▶ The problem
Would you work out how many of the lines below hold "blonde" and reply with nothing but the number?

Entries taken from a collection
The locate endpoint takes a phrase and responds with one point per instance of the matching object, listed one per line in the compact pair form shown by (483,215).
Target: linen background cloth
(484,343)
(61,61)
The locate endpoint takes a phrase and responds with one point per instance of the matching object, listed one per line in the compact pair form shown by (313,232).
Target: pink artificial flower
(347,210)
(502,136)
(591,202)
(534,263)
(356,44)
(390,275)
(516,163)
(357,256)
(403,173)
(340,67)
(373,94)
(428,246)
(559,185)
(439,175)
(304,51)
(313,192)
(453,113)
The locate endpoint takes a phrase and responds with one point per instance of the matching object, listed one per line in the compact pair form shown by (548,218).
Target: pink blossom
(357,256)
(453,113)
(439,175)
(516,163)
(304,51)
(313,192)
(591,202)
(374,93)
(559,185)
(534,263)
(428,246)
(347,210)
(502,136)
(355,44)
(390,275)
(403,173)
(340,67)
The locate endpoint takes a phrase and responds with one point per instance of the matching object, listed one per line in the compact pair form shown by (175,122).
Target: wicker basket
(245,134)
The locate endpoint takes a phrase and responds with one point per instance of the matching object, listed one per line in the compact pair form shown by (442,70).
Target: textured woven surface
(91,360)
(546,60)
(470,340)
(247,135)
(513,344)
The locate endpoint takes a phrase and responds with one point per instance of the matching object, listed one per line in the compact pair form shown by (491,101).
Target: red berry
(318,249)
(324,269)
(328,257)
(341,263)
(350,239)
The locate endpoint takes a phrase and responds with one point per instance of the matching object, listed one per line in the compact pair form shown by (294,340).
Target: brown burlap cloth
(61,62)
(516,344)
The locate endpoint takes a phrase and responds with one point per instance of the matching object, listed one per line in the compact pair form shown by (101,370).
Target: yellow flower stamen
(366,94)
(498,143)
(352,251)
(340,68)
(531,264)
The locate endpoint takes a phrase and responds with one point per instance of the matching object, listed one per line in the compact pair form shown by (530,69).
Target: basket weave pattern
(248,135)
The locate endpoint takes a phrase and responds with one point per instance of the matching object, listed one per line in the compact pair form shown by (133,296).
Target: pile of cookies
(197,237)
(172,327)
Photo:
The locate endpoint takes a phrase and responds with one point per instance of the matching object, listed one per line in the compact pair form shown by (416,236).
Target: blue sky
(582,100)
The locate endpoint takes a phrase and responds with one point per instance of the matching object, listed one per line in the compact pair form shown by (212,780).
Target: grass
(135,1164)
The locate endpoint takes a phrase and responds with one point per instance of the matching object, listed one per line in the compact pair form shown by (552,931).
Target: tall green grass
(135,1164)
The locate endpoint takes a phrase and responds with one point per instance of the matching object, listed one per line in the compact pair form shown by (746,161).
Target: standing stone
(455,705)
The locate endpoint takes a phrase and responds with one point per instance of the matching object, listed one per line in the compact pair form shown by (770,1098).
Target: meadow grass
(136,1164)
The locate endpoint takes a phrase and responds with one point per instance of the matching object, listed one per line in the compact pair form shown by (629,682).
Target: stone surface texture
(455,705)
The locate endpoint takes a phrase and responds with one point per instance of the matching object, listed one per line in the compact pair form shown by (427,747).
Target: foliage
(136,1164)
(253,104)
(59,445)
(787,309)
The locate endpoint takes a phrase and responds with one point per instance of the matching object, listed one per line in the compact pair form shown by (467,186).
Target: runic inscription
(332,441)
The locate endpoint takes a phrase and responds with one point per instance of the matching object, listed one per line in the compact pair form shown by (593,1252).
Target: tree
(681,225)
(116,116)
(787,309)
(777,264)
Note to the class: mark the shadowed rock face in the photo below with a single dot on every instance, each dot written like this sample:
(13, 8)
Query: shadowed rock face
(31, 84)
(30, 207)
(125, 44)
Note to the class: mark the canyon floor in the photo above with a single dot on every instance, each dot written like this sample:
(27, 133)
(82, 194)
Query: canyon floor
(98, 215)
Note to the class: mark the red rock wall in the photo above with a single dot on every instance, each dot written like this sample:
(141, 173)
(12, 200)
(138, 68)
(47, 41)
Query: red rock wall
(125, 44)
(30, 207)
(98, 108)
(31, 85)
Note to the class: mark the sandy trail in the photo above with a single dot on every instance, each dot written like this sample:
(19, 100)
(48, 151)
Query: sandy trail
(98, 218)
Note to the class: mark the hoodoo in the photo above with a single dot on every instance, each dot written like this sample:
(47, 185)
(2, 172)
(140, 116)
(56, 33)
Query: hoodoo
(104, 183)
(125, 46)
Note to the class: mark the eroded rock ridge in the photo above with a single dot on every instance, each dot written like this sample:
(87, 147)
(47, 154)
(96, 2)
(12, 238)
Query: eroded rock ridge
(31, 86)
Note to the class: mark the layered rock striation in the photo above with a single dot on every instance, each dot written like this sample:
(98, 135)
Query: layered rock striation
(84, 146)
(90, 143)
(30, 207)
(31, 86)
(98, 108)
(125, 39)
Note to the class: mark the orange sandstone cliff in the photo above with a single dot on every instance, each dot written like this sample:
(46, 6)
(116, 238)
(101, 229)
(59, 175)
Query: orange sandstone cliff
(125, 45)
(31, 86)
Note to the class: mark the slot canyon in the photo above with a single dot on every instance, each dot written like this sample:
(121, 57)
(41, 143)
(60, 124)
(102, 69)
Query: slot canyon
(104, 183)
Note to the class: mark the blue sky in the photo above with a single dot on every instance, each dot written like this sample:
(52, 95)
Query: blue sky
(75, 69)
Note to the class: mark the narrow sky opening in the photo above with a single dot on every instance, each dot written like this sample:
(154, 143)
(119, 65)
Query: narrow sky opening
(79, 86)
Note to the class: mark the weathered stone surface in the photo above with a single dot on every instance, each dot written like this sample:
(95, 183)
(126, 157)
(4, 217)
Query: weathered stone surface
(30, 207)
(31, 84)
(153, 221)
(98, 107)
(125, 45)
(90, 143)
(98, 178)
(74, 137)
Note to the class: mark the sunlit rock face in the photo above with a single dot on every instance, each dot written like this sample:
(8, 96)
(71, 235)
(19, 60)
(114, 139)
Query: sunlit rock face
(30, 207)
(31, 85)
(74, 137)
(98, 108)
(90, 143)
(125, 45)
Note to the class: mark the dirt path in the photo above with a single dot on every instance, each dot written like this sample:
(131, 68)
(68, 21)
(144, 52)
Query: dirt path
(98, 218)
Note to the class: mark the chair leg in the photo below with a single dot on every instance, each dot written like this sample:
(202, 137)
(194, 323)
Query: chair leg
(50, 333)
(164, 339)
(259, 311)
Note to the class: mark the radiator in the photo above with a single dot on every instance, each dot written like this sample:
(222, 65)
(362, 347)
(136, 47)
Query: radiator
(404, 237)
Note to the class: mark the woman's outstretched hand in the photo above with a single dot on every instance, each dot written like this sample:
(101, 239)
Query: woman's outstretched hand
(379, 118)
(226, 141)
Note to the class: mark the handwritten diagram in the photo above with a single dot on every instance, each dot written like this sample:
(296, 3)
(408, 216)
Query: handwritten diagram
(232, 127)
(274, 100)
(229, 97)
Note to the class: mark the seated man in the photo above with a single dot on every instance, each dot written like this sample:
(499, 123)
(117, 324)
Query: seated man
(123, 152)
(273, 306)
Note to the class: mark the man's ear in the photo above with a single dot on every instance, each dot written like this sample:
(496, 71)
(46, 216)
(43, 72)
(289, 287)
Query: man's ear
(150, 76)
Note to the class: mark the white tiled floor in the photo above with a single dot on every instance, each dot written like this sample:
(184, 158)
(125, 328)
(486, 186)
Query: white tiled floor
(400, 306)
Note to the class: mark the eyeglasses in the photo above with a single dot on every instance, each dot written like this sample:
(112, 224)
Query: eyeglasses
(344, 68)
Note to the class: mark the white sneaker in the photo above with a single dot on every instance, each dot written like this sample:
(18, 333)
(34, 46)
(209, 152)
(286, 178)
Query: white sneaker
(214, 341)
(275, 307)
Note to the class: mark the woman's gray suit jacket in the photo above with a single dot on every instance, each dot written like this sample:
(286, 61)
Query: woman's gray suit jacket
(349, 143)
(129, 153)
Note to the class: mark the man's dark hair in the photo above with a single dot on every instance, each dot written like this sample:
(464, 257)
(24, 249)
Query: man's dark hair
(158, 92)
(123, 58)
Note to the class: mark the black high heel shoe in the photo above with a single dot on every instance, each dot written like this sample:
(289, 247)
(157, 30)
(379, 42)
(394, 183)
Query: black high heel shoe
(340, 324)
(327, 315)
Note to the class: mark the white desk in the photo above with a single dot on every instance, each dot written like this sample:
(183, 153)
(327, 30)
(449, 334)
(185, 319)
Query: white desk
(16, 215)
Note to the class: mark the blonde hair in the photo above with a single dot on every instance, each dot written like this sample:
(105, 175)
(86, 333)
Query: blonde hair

▶ Exercise result
2